WHAT YOU WILL DO:
An exact reproduction of the records is required, with all pictures omitted.

Collection entries:

=== Begin Enclosure ===

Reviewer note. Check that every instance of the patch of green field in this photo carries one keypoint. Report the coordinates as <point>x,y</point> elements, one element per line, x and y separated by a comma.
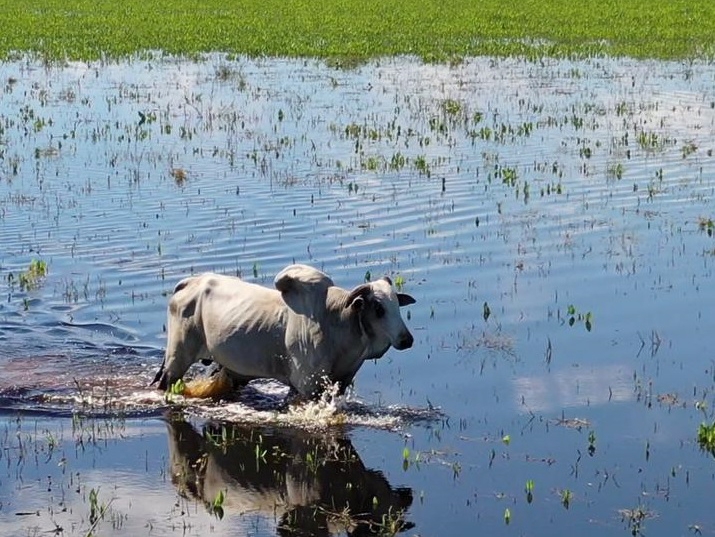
<point>358,29</point>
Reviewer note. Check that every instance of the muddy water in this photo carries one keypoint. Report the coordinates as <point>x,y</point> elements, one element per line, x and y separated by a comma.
<point>550,218</point>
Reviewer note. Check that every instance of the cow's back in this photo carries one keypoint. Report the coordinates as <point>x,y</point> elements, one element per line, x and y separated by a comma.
<point>243,325</point>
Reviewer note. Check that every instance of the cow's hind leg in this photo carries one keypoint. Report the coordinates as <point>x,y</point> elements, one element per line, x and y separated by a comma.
<point>221,383</point>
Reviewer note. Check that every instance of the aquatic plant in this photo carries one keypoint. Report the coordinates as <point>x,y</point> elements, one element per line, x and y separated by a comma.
<point>706,437</point>
<point>30,278</point>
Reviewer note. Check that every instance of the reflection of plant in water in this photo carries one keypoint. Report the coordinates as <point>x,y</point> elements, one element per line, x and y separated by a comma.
<point>635,518</point>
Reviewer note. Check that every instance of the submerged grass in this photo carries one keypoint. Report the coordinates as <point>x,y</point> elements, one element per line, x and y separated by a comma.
<point>354,29</point>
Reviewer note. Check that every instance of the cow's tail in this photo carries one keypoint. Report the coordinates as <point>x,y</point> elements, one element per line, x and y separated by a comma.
<point>215,386</point>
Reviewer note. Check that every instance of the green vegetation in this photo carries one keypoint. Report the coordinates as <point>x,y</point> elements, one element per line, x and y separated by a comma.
<point>354,30</point>
<point>32,277</point>
<point>706,437</point>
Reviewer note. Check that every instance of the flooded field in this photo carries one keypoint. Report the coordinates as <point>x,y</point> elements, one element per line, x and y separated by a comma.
<point>553,219</point>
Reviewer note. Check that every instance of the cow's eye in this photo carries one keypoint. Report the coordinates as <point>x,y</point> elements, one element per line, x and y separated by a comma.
<point>379,310</point>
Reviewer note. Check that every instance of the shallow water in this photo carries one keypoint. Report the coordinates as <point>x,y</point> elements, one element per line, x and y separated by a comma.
<point>511,196</point>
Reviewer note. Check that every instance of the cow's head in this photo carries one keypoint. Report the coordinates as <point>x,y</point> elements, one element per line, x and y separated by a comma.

=== End Enclosure ===

COMPLETED EXERCISE:
Reviewer note. Check that every instance of the patch of green field in this photo carries one keypoint. Report the coordinates as <point>x,y</point> elements, one element per line, x and y separated by a comma.
<point>358,29</point>
Reviewer note. Check that every instance of the muddy water in this photo carries one keypoint. Report the coordinates as <point>x,y</point> elements, one element per line, x and y separated by a comma.
<point>550,218</point>
Reviewer note. Check that every instance of the cow's back in this photo carries one keypoint. Report the coordinates as <point>x,y</point> elements, one element per line, x and y separated by a comma.
<point>243,325</point>
Reviewer note. Check that every instance of the cow's hind leg in this photo carries one keypoint. Report the coordinates as <point>x,y</point> elements, one element per line, x and y separated by a comma.
<point>221,383</point>
Reviewer note. Check that every instance of the aquatic plant in this photo carries one keypoint. Report the coordinates as <point>x,y</point> elements, one element per line, x and y separated by a comma.
<point>706,437</point>
<point>30,278</point>
Reviewer note. Check that every instance of the reflection of plant in water in this photo carries one keypoint. Report the coordinates as <point>x,y</point> elements, one element per line, x and y separated by a comma.
<point>635,518</point>
Reviewer note. Check that every instance of the submerged grass in this photo carries one keypoint. Report the coordinates as <point>x,y</point> elements, one element per line, x and y separated by a comma.
<point>354,29</point>
Reviewer note. Check that every instance of the cow's tail in this photo carries one keypoint. Report the coordinates as <point>x,y</point> elements, one element per line, x and y separated by a comma.
<point>215,386</point>
Reviewer note. Check that every instance of the green vegetation in this photo carries one keypoint. Report the coordinates as <point>x,y</point> elements, one element per line, x and y separated by a comma.
<point>354,30</point>
<point>32,277</point>
<point>706,437</point>
Reviewer note. Check that every instance of the flooded field in this photo carries one keypoint. Report the coordinates as <point>x,y</point> elements, one element per line, x and y separated by a comma.
<point>553,219</point>
Reviewer note. Check that every instance of the cow's eye in this photo carries one keypoint. Report the coordinates as <point>x,y</point> elements, one element per line, x and y separated by a comma.
<point>379,310</point>
Reviewer note. Check that every instance of the shallow water in this photo carries one keypoint. Report the coordinates as <point>x,y</point> elements, one element per line, x and y separated by a comma.
<point>511,196</point>
Reviewer note. Check that every instance of the cow's head in this photo carries one keypoint. Report the coordinates as <point>x,y</point> elements, one element per line, x and y separated by a comma.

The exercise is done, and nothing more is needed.